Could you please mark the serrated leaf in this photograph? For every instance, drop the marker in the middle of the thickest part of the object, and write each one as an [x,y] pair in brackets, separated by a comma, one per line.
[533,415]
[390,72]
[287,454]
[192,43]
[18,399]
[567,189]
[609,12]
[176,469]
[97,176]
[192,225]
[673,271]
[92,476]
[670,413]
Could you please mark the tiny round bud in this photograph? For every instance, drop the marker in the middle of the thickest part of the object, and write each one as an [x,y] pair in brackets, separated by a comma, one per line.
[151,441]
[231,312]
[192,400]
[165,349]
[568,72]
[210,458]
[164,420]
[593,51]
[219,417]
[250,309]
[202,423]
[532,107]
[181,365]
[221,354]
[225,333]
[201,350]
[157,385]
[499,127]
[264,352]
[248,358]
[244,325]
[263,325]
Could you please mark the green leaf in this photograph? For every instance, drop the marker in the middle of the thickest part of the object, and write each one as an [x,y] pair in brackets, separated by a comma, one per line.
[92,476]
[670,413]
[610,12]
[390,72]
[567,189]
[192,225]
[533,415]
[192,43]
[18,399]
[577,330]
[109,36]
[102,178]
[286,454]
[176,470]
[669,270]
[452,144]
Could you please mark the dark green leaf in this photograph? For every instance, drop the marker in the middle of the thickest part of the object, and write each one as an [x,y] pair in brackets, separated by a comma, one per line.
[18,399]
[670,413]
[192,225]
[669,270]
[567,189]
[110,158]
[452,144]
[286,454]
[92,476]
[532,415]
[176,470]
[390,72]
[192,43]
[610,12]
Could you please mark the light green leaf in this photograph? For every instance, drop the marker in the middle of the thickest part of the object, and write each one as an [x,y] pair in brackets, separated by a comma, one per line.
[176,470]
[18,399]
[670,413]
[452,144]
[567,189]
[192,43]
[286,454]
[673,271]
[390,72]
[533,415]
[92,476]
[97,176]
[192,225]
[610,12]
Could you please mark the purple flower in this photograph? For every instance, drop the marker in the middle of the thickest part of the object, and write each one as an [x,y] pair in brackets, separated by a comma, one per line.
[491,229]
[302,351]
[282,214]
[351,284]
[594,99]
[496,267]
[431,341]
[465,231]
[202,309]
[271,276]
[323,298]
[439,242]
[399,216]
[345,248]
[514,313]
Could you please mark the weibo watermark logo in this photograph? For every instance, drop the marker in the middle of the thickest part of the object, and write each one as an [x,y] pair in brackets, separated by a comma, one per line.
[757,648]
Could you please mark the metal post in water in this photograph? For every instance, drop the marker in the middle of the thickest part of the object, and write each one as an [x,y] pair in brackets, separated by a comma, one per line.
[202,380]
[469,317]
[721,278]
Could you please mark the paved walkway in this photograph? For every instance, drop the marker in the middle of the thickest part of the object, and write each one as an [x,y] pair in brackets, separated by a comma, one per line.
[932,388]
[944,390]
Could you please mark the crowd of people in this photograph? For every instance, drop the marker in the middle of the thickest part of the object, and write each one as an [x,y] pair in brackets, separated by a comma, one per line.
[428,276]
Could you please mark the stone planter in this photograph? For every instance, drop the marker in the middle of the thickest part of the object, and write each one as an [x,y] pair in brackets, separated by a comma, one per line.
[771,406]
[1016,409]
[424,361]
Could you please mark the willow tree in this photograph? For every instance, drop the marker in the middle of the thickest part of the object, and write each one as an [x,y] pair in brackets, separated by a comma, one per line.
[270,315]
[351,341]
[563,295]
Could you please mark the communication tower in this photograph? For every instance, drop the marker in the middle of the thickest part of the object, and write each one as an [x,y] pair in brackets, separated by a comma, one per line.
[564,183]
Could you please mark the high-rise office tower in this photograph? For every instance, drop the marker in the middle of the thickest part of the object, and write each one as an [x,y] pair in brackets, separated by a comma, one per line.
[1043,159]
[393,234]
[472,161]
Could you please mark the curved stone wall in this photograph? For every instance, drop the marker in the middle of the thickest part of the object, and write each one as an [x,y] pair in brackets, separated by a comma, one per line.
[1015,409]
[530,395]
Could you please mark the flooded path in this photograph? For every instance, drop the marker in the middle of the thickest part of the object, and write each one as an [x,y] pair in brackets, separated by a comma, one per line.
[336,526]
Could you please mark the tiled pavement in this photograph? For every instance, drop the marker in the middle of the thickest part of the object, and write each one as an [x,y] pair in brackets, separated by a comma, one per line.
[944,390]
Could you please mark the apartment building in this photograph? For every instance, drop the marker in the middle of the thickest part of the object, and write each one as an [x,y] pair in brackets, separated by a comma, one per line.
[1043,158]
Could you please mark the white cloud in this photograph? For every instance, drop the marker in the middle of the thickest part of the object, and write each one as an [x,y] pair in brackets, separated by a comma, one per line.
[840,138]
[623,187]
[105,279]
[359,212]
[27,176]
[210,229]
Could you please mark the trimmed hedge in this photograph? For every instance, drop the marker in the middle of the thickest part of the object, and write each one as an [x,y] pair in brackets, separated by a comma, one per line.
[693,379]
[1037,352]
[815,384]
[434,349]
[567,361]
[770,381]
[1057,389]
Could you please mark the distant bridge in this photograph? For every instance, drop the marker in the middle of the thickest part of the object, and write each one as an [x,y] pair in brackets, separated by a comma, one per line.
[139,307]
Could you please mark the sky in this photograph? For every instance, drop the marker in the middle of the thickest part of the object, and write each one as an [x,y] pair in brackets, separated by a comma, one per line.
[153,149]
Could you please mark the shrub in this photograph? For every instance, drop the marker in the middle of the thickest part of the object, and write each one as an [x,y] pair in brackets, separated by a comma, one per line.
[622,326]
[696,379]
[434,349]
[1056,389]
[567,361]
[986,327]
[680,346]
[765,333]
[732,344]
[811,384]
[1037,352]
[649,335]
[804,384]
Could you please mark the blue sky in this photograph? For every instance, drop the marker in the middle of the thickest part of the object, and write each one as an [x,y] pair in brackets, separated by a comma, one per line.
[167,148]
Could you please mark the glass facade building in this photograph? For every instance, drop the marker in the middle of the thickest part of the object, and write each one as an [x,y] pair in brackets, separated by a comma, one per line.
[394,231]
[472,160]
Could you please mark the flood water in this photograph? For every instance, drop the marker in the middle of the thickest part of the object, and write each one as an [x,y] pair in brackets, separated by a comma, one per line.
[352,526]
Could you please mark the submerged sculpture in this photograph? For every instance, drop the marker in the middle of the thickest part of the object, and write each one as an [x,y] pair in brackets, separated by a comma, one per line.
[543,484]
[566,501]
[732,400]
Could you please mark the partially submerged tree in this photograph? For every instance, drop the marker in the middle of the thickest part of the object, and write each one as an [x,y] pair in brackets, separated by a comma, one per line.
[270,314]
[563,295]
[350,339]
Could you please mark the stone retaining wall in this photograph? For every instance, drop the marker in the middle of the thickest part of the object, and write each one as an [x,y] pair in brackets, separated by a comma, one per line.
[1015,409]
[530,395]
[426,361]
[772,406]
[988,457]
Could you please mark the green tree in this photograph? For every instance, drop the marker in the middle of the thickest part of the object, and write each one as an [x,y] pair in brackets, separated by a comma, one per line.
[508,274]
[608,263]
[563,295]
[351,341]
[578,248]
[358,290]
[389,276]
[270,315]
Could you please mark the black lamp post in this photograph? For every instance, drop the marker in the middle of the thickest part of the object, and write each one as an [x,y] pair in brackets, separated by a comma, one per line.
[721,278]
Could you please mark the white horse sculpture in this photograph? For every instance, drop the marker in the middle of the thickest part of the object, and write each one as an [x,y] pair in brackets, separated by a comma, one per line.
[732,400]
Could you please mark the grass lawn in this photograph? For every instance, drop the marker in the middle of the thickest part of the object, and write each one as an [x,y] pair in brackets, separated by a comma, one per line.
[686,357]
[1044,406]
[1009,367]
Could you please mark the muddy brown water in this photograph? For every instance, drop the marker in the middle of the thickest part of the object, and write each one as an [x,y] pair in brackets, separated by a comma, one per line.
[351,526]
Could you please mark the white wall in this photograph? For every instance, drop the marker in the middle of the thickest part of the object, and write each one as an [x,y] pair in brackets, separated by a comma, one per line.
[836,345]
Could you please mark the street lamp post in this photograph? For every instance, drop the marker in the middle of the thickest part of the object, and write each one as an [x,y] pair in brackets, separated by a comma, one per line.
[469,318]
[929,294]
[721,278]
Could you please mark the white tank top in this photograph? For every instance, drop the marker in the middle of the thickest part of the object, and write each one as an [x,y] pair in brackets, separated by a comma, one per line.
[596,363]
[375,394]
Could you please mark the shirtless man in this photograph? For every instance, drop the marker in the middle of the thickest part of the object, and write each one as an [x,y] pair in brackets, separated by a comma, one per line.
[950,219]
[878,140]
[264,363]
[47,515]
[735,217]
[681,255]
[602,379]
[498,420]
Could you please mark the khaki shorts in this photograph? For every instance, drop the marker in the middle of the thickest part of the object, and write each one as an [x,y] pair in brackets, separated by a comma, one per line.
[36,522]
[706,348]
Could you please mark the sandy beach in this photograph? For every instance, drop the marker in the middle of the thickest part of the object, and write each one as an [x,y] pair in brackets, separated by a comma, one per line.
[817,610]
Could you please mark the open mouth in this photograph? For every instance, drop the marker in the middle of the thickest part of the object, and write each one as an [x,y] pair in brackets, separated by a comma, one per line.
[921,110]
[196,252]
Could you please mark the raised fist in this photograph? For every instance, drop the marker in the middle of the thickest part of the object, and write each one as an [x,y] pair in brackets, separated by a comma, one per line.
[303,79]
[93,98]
◆ ◆ ◆ ◆ ◆ ◆ ◆
OBJECTIVE - Repeat only what runs from the line holding "Could you please mark the khaki" to the end of the data, keeping every line exactly as written, first and last included.

RESULT -
Could you please mark the khaki shorts in this photograph? For every instance, drop the marker in the middle of the thickest part of the object, and write each one as an [x,y] pair in brackets, separated by a comma, one per line.
[36,522]
[706,348]
Could you please mark the sandy beach in this photograph? For every instance, drop the marker in the middle of the thickest part of the object, and write each one as an [x,y] pair in brackets, separated by a comma, one per line.
[817,610]
Could you please mark the open mouth in this photograph? For every instance, drop the marker in the middle of the thickest part of the object, and write each one as an [x,y] pair in brackets, separated by a comma, one per line.
[921,110]
[196,252]
Could you please mark the raised fist in this photograph? For every instance, drop the marker in the middle of the thickest part of the object, and write each one as an [x,y] pair in brackets, separated by a comma, one per line.
[303,79]
[93,98]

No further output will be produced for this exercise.